Question

A symmetric double convex lens is cut in two equal parts by a plane perpendicular to the principal axis. If the power of the original lens is $ 4D $ , the power of a cut lens will be

• A. $ 2D $
• B. $ 3D $
• C. $ 4D $
• D. $ 5D $

Answer 1

Answer: (A)

Biconvex lens is cut perpendicularly to the principal axis, it will become a plano-convex lens.
Focal length of biconvex lens

$\frac{1}{f}=\left(n-1\right)\left(\frac{1}{R_{1}}-\frac{1}{R_{2}}\right)$
$\frac{1}{f}=\left(n-1\right) \frac{2}{R}\quad\left(\because R_{1}=R, R_{2}=-R\right)$
$\Rightarrow f=\frac{R}{2\left(n-1\right)}\quad\ldots\left(i\right)$
For plano-convex lens
$\frac{1}{f_{1}}=\left(n-1\right)\left(\frac{1}{R}-\frac{1}{\infty}\right)$
$f_{1}=\frac{R}{\left(n-1\right)}\quad\ldots\left(ii\right)$
Comparing Eqs. $(i)$ and $(ii)$, we see that focal length becomes double.

Given request A:
List every line in the records below that contains the word "stacked".

Records for processing:
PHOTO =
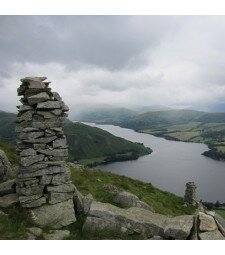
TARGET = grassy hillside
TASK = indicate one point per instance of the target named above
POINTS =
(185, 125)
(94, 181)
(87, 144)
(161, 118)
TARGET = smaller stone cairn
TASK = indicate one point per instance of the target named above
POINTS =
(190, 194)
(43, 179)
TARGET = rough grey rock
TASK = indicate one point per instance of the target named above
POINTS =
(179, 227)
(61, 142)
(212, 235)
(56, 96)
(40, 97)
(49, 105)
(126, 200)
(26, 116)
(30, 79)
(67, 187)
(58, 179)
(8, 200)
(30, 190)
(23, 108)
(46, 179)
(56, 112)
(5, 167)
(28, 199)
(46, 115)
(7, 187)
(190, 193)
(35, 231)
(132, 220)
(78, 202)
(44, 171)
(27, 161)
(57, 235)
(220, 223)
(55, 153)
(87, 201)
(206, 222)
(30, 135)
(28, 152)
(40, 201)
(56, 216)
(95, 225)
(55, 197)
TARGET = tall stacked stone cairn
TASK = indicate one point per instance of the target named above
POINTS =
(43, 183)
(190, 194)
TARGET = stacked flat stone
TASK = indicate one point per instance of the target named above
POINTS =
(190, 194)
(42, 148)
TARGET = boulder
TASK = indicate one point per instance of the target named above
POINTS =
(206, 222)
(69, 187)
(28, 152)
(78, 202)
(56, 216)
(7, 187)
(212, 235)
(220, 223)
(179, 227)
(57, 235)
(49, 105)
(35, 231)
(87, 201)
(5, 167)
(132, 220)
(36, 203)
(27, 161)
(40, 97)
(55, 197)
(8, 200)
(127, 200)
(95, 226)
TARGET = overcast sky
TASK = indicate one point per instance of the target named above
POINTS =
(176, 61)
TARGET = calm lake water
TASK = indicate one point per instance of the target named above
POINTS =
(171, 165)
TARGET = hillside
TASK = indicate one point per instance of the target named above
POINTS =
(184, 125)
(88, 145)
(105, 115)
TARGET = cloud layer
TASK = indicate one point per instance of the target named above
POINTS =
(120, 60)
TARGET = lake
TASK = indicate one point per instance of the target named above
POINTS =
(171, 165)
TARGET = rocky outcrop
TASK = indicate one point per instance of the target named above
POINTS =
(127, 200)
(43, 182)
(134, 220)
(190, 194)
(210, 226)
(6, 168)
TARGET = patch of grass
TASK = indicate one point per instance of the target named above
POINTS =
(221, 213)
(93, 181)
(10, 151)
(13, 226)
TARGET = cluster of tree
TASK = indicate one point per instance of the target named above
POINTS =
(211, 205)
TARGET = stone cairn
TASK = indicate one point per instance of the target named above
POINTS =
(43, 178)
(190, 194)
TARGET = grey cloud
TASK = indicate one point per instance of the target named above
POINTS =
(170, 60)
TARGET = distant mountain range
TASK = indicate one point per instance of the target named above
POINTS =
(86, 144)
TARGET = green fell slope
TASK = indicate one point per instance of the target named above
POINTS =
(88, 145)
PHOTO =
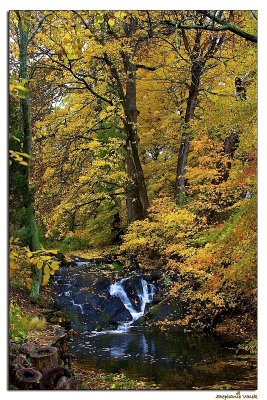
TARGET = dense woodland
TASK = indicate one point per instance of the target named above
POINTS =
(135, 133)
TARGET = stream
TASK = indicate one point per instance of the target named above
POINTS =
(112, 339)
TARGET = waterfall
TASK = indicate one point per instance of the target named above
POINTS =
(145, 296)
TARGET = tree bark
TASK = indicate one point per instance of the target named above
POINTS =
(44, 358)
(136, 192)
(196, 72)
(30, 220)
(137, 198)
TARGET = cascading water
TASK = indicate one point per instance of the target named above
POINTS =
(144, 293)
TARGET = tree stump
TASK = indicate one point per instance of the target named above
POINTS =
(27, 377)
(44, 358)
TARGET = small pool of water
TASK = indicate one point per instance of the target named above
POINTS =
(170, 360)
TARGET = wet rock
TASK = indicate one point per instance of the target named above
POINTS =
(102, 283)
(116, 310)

Given request B:
Write out the part of the lens problem above that begins with the words "A symmetric double" and ends after the words "a plano-convex lens.".

Result A:
TARGET = tall stacked stone cairn
TARGET = stacked flat stone

Result B:
A symmetric double convex lens is cut in two equal parts by a plane perpendicular to the principal axis. If the power of the original lens is $ 4D $ , the power of a cut lens will be

• A. $ 2D $
• B. $ 3D $
• C. $ 4D $
• D. $ 5D $

Answer 1

Answer: (A)

Biconvex lens is cut perpendicularly to the principal axis, it will become a plano-convex lens.